DIRECTION ::
Answer these questions about the igc patch excerpt below:
1. Which two cases does the patch handle in the driver?
2. Which NAPI ID do the rx and tx queues at index 0 share when IGC_FLAG_QUEUE_PAIRS is enabled?
3. Which grub command line option was used to disable IGC_FLAG_QUEUE_PAIRS for testing?

Re: [net-next v3 2/2] igc: Link queues to NAPI instances

Joe Damato <jdamato@xxxxxxxxxx> · Tue, 22 Oct 2024 13:28:22 -0700

On Fri, Oct 18, 2024 at 05:13:43PM +0000, Joe Damato wrote:
> Link queues to NAPI instances via netdev-genl API so that users can
> query this information with netlink. Handle a few cases in the driver:
>   1. Link/unlink the NAPIs when XDP is enabled/disabled
>   2. Handle IGC_FLAG_QUEUE_PAIRS enabled and disabled
> 
> Example output when IGC_FLAG_QUEUE_PAIRS is enabled:
> 
> $ ./tools/net/ynl/cli.py --spec Documentation/netlink/specs/netdev.yaml \
>                          --dump queue-get --json='{"ifindex": 2}'
> 
> [{'id': 0, 'ifindex': 2, 'napi-id': 8193, 'type': 'rx'},
>  {'id': 1, 'ifindex': 2, 'napi-id': 8194, 'type': 'rx'},
>  {'id': 2, 'ifindex': 2, 'napi-id': 8195, 'type': 'rx'},
>  {'id': 3, 'ifindex': 2, 'napi-id': 8196, 'type': 'rx'},
>  {'id': 0, 'ifindex': 2, 'napi-id': 8193, 'type': 'tx'},
>  {'id': 1, 'ifindex': 2, 'napi-id': 8194, 'type': 'tx'},
>  {'id': 2, 'ifindex': 2, 'napi-id': 8195, 'type': 'tx'},
>  {'id': 3, 'ifindex': 2, 'napi-id': 8196, 'type': 'tx'}]
> 
> Since IGC_FLAG_QUEUE_PAIRS is enabled, you'll note that the same NAPI ID
> is present for both rx and tx queues at the same index, for example
> index 0:
> 
> {'id': 0, 'ifindex': 2, 'napi-id': 8193, 'type': 'rx'},
> {'id': 0, 'ifindex': 2, 'napi-id': 8193, 'type': 'tx'},
> 
> To test IGC_FLAG_QUEUE_PAIRS disabled, a test system was booted using
> the grub command line option "maxcpus=2" to force
> igc_set_interrupt_capability to disable IGC_FLAG_QUEUE_PAIRS.
> 
> Example output when IGC_FLAG_QUEUE_PAIRS is disabled:
> 
> $ lscpu | grep "On-line CPU"

PROVIDED INFORMATION ::

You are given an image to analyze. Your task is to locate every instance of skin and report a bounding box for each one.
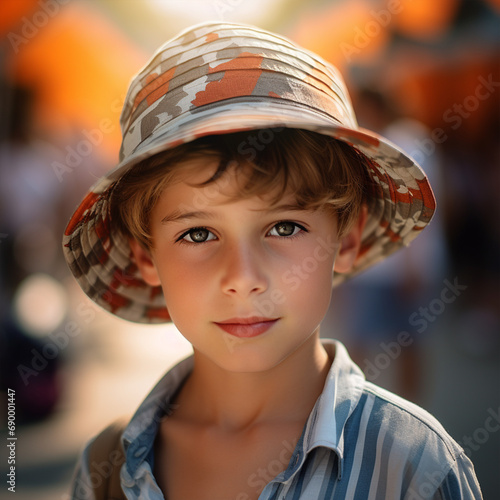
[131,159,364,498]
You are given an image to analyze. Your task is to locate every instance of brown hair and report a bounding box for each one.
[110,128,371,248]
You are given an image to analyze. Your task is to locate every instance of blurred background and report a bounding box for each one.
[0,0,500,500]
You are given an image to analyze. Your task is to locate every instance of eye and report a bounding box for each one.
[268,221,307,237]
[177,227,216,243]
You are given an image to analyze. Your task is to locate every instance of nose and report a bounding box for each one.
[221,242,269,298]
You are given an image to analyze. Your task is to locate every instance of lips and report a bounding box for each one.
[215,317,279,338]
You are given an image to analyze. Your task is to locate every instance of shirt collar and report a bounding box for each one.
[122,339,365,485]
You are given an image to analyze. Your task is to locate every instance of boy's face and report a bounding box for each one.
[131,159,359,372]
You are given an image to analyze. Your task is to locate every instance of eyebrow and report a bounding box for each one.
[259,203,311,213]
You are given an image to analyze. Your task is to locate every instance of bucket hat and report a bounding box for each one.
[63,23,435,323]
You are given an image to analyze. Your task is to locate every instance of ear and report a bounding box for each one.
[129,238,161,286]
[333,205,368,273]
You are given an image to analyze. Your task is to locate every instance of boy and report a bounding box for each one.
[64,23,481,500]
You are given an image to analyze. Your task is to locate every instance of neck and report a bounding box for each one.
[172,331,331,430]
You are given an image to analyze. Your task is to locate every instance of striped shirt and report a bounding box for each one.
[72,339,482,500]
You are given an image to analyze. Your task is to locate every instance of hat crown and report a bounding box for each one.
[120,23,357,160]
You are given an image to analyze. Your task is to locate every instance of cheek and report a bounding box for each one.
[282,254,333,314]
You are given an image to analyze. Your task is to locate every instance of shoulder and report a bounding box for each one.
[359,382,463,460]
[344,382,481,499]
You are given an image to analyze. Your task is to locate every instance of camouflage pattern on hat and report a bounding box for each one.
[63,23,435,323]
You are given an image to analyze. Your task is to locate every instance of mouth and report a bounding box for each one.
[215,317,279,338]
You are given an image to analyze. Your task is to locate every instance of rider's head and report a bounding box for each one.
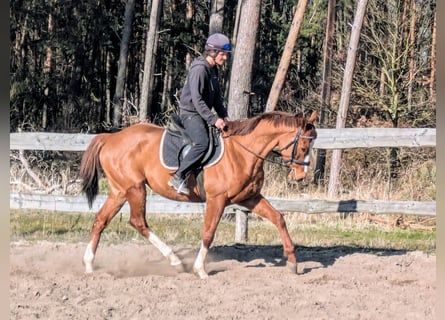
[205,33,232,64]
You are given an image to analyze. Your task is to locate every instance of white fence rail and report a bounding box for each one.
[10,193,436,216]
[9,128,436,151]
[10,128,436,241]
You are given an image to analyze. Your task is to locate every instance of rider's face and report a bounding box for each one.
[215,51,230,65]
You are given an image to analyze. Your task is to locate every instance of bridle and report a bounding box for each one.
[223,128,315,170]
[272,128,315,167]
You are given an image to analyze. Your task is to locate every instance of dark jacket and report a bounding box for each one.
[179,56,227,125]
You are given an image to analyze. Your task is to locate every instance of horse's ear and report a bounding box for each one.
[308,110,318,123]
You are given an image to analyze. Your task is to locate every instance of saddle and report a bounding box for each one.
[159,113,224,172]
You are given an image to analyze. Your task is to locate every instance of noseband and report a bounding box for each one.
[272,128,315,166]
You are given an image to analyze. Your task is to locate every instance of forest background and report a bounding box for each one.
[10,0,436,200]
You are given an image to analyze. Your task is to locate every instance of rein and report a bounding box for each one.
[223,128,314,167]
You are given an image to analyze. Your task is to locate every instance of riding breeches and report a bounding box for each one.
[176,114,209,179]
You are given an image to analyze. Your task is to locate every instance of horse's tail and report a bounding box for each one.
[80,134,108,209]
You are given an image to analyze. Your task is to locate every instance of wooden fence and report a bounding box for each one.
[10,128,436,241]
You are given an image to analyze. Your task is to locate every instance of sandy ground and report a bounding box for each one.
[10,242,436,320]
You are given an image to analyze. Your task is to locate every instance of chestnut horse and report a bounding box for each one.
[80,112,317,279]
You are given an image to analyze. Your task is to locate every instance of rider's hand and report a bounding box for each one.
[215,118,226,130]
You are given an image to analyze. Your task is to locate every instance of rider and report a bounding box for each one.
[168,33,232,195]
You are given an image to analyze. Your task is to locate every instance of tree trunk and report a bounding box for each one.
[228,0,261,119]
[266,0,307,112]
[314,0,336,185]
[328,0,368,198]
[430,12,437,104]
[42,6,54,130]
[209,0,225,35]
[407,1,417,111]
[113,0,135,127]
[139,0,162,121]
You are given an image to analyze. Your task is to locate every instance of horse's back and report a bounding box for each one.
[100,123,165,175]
...
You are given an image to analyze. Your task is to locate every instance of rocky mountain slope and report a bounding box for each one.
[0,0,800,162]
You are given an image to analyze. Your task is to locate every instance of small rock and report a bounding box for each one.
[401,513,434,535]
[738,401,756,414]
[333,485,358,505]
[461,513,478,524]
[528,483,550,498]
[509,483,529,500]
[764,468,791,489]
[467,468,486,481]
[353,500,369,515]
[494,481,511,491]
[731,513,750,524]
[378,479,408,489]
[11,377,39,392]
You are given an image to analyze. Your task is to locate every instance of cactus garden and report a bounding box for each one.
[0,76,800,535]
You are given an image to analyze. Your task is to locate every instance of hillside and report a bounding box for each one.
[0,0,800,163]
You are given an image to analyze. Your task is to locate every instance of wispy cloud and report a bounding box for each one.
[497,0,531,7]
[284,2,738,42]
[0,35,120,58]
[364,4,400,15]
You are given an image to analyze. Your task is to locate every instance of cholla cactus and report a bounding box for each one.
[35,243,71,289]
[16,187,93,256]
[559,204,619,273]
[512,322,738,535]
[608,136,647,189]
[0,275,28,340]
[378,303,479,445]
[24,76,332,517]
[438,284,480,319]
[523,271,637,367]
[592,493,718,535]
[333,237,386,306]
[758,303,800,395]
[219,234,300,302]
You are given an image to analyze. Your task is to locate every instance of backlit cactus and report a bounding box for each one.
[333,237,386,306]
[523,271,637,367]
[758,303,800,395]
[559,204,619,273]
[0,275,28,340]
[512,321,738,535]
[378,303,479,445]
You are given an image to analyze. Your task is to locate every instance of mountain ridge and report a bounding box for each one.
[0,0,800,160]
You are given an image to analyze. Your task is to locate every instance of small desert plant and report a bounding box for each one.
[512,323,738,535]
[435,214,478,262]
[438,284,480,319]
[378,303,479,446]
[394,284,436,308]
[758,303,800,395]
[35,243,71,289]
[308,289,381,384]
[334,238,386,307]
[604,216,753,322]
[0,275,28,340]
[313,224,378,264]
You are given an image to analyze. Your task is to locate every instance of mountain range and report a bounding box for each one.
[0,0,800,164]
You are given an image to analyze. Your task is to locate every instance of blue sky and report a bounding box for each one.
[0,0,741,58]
* * *
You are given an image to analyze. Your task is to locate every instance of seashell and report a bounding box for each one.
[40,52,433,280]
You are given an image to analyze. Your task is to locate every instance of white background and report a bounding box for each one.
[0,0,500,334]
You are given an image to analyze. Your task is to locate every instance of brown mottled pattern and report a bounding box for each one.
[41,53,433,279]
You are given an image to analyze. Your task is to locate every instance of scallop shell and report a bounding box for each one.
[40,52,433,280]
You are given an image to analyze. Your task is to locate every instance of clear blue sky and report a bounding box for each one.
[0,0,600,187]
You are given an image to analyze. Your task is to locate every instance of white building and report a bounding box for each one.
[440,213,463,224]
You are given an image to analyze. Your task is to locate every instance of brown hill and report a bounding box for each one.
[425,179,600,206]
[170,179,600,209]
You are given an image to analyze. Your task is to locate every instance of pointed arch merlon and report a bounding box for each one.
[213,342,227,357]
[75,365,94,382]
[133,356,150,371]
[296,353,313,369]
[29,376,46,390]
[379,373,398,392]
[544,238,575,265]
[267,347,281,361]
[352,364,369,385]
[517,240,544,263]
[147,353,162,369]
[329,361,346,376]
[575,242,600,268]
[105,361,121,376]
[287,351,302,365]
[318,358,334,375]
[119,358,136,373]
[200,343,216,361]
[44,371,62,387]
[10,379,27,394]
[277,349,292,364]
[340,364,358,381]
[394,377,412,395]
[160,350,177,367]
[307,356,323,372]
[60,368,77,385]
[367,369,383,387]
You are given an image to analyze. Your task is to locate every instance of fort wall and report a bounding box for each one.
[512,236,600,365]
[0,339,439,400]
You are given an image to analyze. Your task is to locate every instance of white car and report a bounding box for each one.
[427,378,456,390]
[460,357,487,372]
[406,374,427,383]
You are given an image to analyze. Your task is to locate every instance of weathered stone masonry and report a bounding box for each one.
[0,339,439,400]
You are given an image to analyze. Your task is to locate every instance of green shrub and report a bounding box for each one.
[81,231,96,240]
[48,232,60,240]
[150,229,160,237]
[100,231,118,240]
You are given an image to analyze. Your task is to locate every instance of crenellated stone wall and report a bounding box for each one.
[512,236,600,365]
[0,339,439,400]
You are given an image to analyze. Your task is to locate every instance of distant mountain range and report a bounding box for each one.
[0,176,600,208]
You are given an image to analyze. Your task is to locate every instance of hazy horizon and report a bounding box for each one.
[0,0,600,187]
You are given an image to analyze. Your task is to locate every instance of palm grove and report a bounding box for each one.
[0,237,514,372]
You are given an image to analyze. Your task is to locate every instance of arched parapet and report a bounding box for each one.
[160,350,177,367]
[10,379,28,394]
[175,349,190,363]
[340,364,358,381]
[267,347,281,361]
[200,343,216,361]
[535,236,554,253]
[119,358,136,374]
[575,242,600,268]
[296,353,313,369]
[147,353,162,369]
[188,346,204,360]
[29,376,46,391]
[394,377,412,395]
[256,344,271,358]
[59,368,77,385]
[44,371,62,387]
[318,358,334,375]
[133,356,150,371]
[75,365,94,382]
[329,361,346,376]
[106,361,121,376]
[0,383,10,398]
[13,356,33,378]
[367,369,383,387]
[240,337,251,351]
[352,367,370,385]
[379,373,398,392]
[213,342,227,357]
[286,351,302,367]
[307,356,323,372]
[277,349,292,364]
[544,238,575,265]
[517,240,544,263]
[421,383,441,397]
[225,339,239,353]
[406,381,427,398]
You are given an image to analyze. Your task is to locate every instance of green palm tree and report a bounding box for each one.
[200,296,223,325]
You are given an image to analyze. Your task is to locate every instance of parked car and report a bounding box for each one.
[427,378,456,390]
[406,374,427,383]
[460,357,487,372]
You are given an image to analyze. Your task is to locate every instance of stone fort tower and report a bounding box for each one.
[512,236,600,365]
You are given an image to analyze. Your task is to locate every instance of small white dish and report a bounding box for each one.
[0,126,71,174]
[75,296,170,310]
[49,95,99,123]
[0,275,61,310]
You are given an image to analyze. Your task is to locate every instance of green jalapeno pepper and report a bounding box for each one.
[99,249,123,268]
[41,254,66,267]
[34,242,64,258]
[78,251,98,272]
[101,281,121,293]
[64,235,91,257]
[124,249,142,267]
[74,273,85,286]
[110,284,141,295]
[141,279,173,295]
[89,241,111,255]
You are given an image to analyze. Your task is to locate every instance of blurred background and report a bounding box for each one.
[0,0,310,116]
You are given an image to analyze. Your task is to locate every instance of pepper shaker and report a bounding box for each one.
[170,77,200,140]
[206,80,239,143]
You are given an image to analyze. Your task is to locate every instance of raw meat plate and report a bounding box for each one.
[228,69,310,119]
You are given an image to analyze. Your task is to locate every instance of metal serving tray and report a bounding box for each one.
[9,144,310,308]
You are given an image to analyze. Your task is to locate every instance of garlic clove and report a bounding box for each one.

EXERCISE RESPONSE ::
1. Linking and unlinking the NAPIs when XDP is enabled or disabled, and handling IGC_FLAG_QUEUE_PAIRS both enabled and disabled.
2. 8193.
3. "maxcpus=2".